For each line of the data below, copy it if it holds the word "building".

======== Data for this exercise

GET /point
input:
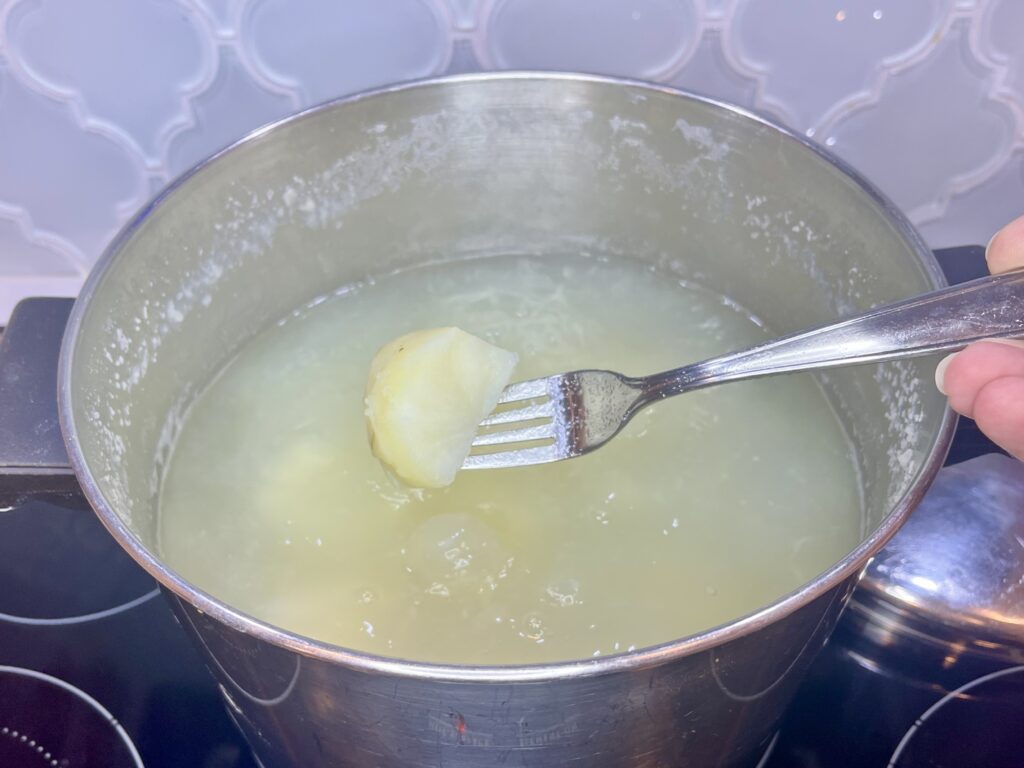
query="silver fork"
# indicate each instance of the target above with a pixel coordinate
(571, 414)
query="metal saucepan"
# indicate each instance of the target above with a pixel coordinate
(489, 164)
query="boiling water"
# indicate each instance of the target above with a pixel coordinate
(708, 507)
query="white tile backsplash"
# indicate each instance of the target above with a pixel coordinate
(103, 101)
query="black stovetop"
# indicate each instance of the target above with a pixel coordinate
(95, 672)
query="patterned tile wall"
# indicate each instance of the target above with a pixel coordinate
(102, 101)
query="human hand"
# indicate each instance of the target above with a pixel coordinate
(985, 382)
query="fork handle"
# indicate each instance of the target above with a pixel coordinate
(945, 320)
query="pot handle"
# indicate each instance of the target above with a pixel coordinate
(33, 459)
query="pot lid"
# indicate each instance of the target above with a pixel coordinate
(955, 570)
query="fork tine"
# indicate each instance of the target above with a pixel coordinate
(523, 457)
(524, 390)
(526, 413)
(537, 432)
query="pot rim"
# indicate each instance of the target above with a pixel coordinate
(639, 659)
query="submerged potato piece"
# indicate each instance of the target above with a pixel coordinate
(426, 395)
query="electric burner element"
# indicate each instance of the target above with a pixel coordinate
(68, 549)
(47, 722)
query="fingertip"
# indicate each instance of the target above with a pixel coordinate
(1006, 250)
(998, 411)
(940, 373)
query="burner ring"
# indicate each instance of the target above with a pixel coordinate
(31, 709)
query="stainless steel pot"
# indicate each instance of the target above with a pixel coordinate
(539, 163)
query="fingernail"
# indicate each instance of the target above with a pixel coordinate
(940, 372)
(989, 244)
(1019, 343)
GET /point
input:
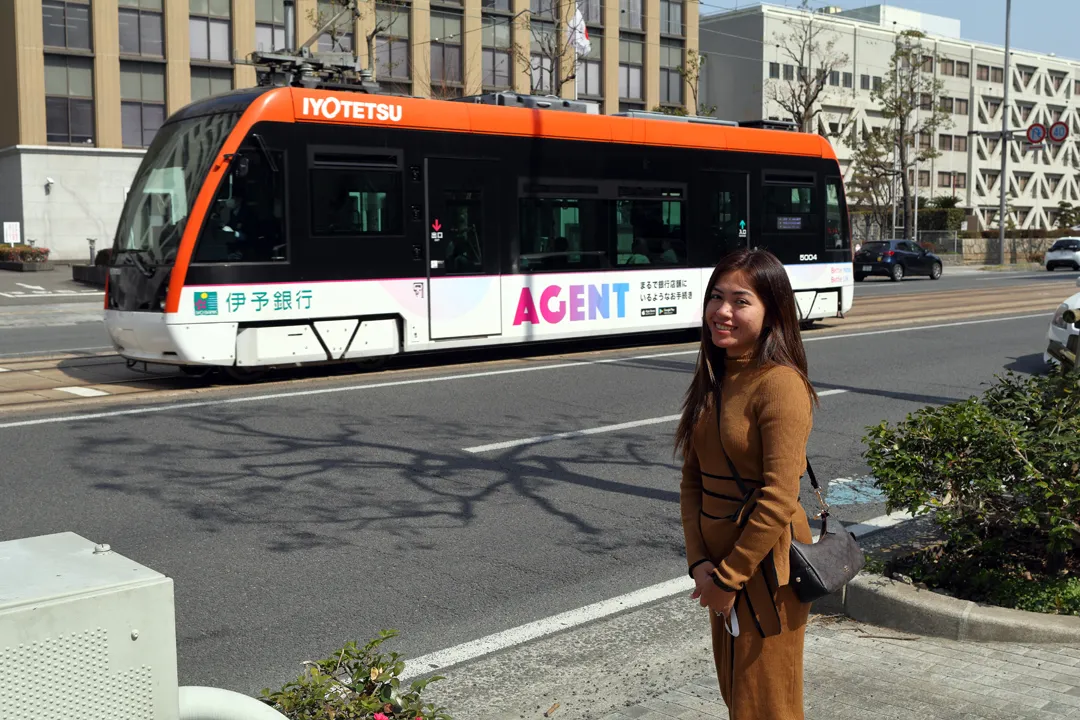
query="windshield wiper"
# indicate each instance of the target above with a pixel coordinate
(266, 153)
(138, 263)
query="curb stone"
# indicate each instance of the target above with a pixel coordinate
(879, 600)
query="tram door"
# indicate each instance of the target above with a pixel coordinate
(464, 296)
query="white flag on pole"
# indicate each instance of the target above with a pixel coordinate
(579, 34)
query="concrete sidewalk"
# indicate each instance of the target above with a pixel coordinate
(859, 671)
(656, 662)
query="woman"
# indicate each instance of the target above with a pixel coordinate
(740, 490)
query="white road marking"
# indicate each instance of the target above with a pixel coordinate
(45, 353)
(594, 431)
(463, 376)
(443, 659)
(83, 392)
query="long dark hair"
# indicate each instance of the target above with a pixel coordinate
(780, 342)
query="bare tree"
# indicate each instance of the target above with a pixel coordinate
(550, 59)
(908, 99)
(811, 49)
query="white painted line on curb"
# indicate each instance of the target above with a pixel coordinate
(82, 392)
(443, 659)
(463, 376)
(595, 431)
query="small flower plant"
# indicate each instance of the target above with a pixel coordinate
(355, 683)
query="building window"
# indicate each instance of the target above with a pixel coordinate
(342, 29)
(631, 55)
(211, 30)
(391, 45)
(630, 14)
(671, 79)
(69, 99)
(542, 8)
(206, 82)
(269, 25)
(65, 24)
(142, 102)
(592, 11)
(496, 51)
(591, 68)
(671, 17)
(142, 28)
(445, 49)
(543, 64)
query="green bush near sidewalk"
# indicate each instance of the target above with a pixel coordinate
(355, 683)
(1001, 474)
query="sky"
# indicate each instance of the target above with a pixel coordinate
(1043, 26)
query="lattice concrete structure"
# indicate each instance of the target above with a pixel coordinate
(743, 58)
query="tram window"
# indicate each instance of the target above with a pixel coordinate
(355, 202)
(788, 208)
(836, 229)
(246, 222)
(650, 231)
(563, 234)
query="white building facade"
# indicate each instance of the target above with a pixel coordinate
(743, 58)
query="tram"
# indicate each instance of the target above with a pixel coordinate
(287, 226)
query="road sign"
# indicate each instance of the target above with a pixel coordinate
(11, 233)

================
======== Data for this exercise

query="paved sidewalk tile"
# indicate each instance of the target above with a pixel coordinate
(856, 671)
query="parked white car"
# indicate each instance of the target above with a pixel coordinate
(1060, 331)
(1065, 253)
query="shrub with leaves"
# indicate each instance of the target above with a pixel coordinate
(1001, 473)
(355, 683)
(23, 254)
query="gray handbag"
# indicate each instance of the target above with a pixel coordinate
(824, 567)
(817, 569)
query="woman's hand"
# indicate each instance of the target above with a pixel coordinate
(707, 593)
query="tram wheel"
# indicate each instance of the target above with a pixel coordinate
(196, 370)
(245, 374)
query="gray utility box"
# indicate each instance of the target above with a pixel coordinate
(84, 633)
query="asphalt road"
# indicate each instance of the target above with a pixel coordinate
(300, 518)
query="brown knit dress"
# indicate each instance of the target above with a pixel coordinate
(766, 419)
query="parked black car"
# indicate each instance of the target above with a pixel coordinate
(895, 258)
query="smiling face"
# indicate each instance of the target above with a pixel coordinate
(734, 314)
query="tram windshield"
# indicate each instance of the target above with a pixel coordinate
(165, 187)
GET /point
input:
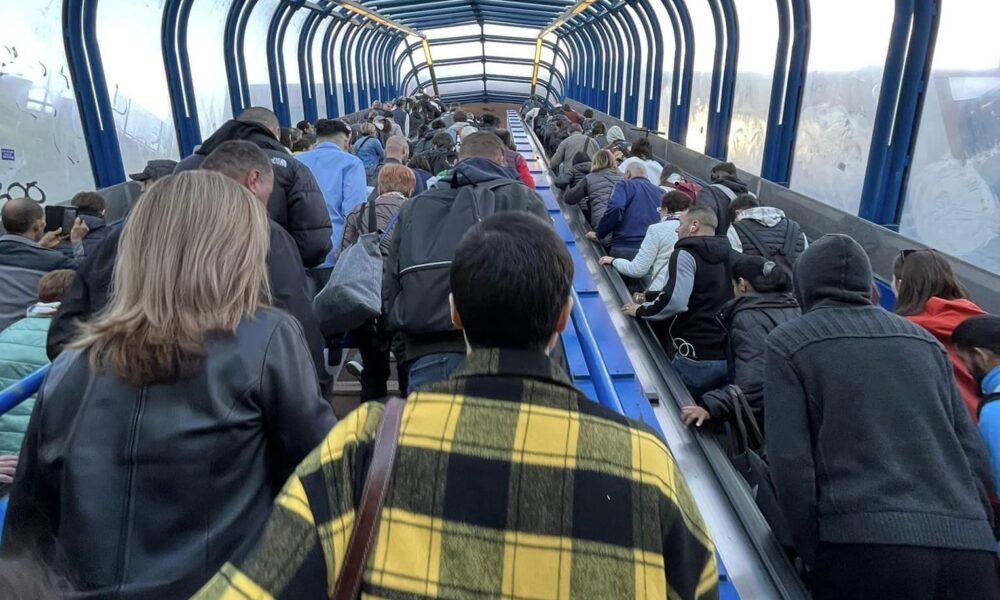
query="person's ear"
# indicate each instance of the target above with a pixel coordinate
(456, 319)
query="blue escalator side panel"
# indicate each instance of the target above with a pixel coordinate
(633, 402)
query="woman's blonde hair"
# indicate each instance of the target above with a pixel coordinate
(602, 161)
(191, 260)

================

* _Reply to the exercise_:
query="building window"
query="white building facade"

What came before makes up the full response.